[Natural language region descriptions]
━━━━━━━━━━━━━━━━━━━━
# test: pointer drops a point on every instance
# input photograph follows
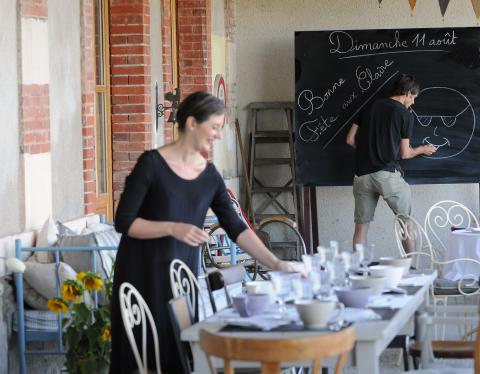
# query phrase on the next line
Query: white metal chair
(408, 229)
(427, 257)
(134, 309)
(184, 282)
(424, 258)
(441, 217)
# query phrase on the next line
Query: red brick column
(195, 55)
(88, 103)
(35, 98)
(167, 64)
(130, 85)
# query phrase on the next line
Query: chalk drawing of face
(445, 118)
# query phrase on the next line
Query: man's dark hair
(405, 83)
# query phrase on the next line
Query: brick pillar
(35, 97)
(88, 103)
(194, 41)
(35, 112)
(167, 64)
(130, 85)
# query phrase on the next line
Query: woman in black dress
(161, 214)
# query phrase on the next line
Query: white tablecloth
(467, 244)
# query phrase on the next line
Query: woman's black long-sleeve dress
(154, 192)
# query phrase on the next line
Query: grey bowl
(354, 297)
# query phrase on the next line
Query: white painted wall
(265, 72)
(65, 108)
(224, 150)
(11, 191)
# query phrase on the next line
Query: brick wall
(194, 42)
(35, 114)
(167, 64)
(34, 97)
(33, 8)
(88, 103)
(130, 85)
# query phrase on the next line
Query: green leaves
(87, 330)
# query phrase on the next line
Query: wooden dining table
(372, 337)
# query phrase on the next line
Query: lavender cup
(248, 305)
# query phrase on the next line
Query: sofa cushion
(32, 298)
(47, 237)
(42, 277)
(99, 235)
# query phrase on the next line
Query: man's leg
(397, 194)
(409, 242)
(361, 232)
(366, 200)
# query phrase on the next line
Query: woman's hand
(285, 266)
(189, 234)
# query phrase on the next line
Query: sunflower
(72, 291)
(57, 305)
(90, 281)
(106, 334)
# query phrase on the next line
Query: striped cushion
(39, 320)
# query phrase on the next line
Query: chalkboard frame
(331, 162)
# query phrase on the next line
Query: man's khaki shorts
(390, 185)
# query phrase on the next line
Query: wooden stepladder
(271, 160)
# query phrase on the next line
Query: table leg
(367, 358)
(200, 363)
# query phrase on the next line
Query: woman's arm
(352, 133)
(252, 244)
(185, 232)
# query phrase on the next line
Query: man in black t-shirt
(381, 136)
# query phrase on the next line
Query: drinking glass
(307, 263)
(302, 289)
(326, 281)
(316, 280)
(282, 286)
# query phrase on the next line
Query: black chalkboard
(339, 73)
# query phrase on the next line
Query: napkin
(389, 301)
(263, 322)
(360, 314)
(414, 280)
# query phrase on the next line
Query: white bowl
(404, 262)
(392, 274)
(377, 284)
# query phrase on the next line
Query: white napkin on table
(389, 301)
(360, 314)
(264, 322)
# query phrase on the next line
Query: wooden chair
(271, 352)
(426, 348)
(135, 312)
(222, 279)
(184, 282)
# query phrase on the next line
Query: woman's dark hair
(199, 105)
(405, 83)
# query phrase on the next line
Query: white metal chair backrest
(184, 282)
(441, 217)
(407, 228)
(134, 309)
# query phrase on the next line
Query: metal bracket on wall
(174, 98)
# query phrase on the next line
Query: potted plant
(86, 328)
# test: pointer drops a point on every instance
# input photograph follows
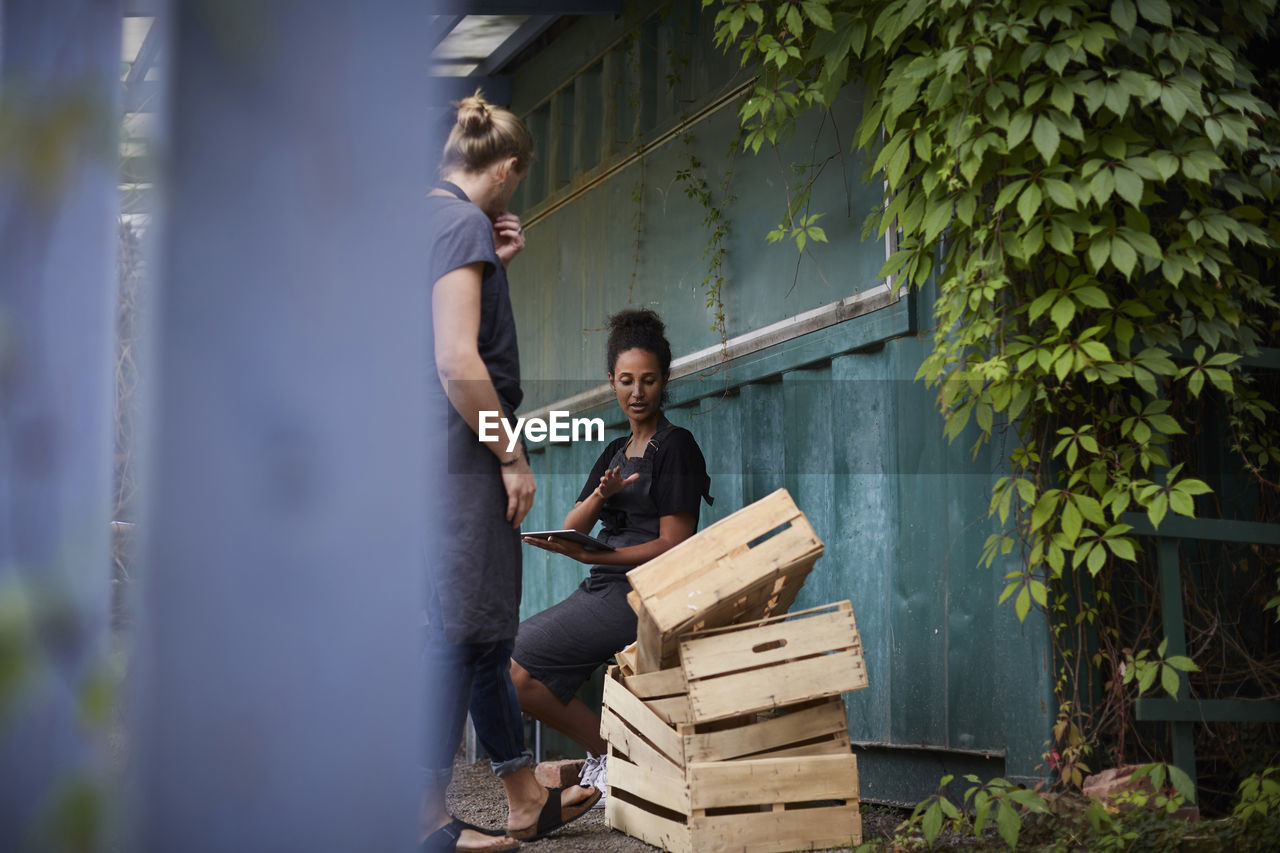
━━━━━━━━━━━━━━━━━━━━
WORK TASK ::
Copy exactly, please, every line from the one holding "Query: sunflower" through the last line of the data, both ends included, and no pictures.

SOLUTION TO THE PROBLEM ::
Query: sunflower
(72, 291)
(57, 305)
(90, 281)
(106, 334)
# query phrase on the next line
Query: striped cushion
(39, 320)
# query phrase on the next line
Query: chalkboard frame
(331, 162)
# query phrase on the next line
Query: man's khaki shorts
(390, 185)
# query phrase on the next line
Query: wooden stepladder
(271, 160)
# query phrase on the next line
Query: table leg
(367, 358)
(200, 363)
# query phrase on the next line
Query: woman's arm
(352, 133)
(252, 244)
(185, 232)
# query phrase on the next line
Query: man in black t-shirt
(381, 136)
# query phrase on the next line
Query: drinking glass
(307, 263)
(302, 289)
(326, 281)
(316, 280)
(282, 286)
# query phrase on the next line
Query: black chalkboard
(339, 73)
# query phrase on the next line
Query: napkin
(389, 301)
(263, 322)
(360, 314)
(414, 280)
# query phrase on the next line
Query: white bowl
(404, 262)
(392, 274)
(377, 284)
# query phrase on the next line
Query: white napkin on table
(389, 301)
(360, 314)
(264, 322)
# query phrase on the next line
Query: wooden chair
(271, 352)
(426, 348)
(135, 312)
(222, 279)
(184, 282)
# query phrase on the next line
Query: woman's dark hair
(199, 105)
(405, 83)
# query phrase on the next line
Query: white metal chair backrest
(184, 282)
(441, 217)
(407, 228)
(134, 309)
# query phrase on the next line
Query: metal bracket on wall
(174, 98)
# query phrase on the next line
Query: potted plant
(86, 328)
# test: pointer drops a point on every instance
# input photograph follows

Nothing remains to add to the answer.